PROBLEM DESCRIPTION
Rescale only the part of the records below that opens with the line containing "Exercise. Point to the chrome" and runs through the end of the records, giving every line again, requests included, with each answer coordinate multiplied by 1.5 and rounded to a whole number, halves up. Keep all other numbers as they are.

RECORD EXTRACTS
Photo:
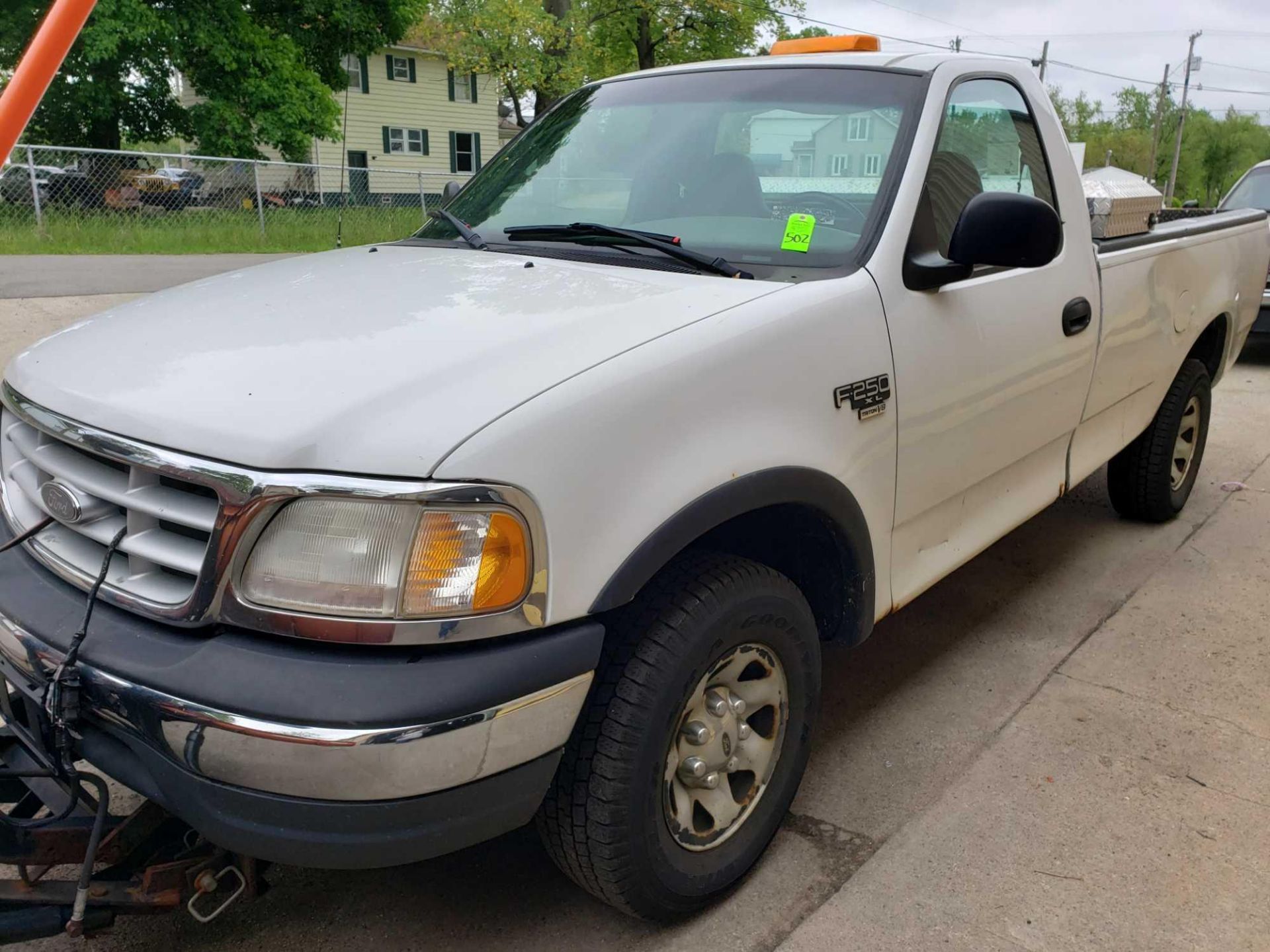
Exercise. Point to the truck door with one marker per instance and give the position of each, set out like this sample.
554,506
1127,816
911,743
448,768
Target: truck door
992,371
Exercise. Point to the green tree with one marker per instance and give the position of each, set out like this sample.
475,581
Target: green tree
265,69
524,45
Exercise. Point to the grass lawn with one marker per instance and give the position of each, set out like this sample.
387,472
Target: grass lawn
197,230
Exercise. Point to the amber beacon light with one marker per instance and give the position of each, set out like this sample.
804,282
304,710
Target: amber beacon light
849,44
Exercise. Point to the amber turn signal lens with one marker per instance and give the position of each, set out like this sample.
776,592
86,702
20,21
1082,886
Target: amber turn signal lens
464,563
505,565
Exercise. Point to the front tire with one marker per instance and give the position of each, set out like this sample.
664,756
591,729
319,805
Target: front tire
1152,477
632,816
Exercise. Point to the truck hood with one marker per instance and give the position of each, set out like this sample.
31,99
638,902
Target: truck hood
375,364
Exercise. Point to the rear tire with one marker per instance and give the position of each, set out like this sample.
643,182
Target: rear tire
1152,477
609,814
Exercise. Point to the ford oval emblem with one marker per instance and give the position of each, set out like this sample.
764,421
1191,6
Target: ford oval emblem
62,502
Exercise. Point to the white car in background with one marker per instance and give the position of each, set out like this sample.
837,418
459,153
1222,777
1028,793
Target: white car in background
539,514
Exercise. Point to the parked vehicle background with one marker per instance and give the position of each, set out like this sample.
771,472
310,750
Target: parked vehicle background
527,516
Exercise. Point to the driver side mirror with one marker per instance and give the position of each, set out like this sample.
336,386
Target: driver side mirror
996,229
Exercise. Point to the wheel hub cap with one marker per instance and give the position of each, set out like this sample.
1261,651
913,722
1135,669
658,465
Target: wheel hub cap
1184,447
727,743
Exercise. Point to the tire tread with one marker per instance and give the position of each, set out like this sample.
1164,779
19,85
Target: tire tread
1138,476
583,818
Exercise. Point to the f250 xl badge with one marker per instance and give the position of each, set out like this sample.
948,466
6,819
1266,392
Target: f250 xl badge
868,397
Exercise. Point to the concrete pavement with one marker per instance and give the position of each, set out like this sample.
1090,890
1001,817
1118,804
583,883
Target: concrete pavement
958,789
1126,805
64,276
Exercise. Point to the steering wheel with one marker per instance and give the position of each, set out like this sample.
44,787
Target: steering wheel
846,205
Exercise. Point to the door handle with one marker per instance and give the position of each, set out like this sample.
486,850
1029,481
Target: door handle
1076,317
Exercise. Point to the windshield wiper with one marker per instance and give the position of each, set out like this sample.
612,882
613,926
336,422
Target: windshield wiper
466,234
666,244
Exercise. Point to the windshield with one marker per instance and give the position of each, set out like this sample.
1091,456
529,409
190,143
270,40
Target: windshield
1253,192
720,159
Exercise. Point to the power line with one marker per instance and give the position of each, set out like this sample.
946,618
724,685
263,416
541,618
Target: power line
937,19
943,48
1232,66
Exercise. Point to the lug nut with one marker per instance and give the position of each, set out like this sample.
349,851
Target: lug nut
693,768
697,733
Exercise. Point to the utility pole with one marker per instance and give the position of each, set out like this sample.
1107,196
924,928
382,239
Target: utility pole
1160,116
1042,61
1181,120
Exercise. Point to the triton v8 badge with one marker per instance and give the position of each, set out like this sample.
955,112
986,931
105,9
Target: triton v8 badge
868,397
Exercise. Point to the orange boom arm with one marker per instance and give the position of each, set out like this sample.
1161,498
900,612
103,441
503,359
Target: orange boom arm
38,66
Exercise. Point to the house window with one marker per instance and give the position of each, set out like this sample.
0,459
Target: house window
465,153
857,128
405,141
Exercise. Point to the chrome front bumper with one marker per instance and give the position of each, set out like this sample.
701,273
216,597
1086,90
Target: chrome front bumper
313,762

ANSWER TO THIS PROBLEM
Exercise. Point to the chrome front bumper with one marker per instance and give the position of each, set out like this sample.
701,273
216,597
1086,90
Target: chrome front bumper
470,1143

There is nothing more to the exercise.